**REQUESTS:**
a) Decide whether each statement agrees with the passage on books and the end of summer. For each, answer yes or no and quote the words of the passage that decide it.
(i) The writer feels there were enough sunny days this year to carry them through.
(ii) The Small Bow newsletter recommended Impossible People.
(iii) The writer reports Petersen's view that the performance of motherhood is mainly for children.
b) According to the passage on books and the end of summer, why is the performance of motherhood not aimed at children?
c) Write the next part of the passage on books and the end of summer, starting after its final sentence.

It’s one thing to stride boldly into the dimming days when I’ve been full up on summer, having spent enough time with friends and at the lake and out of town on weekends that it feels right to settle into a more studious pattern, but such pleasures have been light on the ground for some time now. I don’t feel like I crammed enough sunshine days in to get me through this year, but time only flows the one way that I know of, so here we are.

tankers on the move

reading room

I finished Momfluenced, by Sara Petersen, which I thought was absolutely dead-on about the world of social media and how it colors expectation and experience. I thought she was particularly good on motherhood as a performance, not for children, because children don’t actually give a shit about that side of it, they’re busy being kids, but, as she says: “The performance is for me. It’s for us, who were trained to perform for the male gaze & whose primary value as sex objects no longer holds so much currency.”

I also loved Impossible People: A Completely Average Recovery Story, by Julia Wertz, which the Small Bow newsletter recommended a while back. Her art style is addictive, with these incredibly detailed drawings of her neighborhood in New York that made me wildly nostalgic for the last time I was there, and she’s raw and disgusting and real about the shame of alcoholism, how it stripped away everything out of her life except working and drinking.

**EXCERPTED DATA:**
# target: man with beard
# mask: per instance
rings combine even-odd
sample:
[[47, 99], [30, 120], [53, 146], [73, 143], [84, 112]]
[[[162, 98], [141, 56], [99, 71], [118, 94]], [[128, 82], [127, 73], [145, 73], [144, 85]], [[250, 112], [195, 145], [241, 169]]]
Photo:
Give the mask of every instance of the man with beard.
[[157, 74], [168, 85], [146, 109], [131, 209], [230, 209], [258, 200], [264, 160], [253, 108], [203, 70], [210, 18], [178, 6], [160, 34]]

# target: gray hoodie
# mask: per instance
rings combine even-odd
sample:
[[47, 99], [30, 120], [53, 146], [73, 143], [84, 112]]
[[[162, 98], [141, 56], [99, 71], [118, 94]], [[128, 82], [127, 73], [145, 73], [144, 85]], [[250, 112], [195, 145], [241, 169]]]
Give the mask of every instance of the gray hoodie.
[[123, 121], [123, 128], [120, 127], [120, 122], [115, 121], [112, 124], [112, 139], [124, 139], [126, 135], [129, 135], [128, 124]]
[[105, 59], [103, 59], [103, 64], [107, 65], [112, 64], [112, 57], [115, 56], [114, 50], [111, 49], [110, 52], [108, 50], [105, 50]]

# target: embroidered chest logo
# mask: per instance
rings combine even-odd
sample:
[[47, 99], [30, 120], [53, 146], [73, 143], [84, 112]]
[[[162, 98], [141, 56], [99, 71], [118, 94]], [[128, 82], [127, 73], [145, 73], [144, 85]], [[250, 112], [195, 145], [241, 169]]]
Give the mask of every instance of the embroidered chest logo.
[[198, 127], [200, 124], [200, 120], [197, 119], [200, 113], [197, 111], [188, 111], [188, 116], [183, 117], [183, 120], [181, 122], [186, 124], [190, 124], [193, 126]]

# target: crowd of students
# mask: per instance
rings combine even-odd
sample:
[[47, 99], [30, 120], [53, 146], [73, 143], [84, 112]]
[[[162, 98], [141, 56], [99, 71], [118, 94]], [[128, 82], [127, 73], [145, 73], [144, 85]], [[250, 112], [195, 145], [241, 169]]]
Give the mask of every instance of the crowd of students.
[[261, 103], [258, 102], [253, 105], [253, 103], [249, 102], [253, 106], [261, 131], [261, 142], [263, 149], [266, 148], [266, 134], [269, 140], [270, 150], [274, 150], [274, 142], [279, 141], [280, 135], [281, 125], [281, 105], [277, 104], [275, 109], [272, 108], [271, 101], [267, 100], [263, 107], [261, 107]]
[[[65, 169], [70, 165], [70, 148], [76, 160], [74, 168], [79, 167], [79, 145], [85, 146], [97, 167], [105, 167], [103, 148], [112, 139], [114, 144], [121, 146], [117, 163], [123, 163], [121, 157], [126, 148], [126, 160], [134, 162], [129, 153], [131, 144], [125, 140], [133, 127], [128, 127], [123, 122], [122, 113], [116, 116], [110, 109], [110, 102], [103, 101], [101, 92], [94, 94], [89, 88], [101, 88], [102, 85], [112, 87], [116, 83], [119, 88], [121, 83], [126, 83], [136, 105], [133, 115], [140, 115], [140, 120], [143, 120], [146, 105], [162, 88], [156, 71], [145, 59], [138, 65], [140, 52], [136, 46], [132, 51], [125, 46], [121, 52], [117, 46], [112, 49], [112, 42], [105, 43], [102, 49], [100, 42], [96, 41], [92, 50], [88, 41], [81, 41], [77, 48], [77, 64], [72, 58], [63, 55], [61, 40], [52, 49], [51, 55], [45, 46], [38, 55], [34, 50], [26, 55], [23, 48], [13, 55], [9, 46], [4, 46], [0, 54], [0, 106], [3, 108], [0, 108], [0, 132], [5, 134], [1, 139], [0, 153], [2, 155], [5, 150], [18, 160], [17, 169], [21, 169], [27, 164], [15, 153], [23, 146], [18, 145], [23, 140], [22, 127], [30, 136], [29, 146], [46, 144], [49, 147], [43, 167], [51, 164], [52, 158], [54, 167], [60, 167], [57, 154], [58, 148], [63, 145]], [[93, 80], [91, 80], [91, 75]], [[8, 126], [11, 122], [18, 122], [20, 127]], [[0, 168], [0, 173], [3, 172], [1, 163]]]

**TASK-BY-TASK RESULTS:**
a)
(i) No: "I don’t feel like I crammed enough sunshine days in to get me through this year"
(ii) Yes: "which the Small Bow newsletter recommended a while back"
(iii) No: "The performance is for me. It’s for us"

b) Children don't care about that side of motherhood because they are busy being kids. The performance is instead for the mothers themselves, who were trained to perform for the male gaze and whose value as sex objects no longer counts for as much.

c)
It’s also the time of year when I hyper-fixate on making small adjustments to my apartment. I get large stacks of home decor books from the library, which are about as useful as a horse in my tiny space, because they often say things like, “Open up to natural light by putting a skylight in!” or “Nothing could be more practical than papering your entire bathroom in handmade suede.”

Continuing on in my tragically suedeless fashion, still, I rearrange and rehang, making things fresh and neat for the season, including a mood board for my current project, which I finally realized can just get smacked onto the fridge with magnets, since that surface conveniently abuts my work desk.

one good thing

he speaks!

When I was down in Portland two weekends ago, my sibling & I found an extremely fancy vending machine courtyard—the machines were filled with little boxes of opera cake, fancy pickles, tinned fish, home-made Kinder eggs, and there was a Zoltar machine, which is at least as creepy as it is in the movies, with a surprisingly resonant voice delivering your fortune. Behind it, in a closed off courtyard, a group of skeletons sat at a table, involved in some perpetual and mysterious business of their own.

We were on our way to a fancy coffee shop, where I got a cardamon latte and my brother got iced ube, which was purple & delicious. I felt like I was properly in the city: seeing things I'd never see at home, making little weird discoveries with one of my favorite people.

Thank you for reading. If you like the newsletter, please share it with a friend or write to me at departmentofdeadletters@gmail.com. I hope to see you here at the Dead Letter Department again soon, & in the meantime, may Zoltar have only good fortunes for you.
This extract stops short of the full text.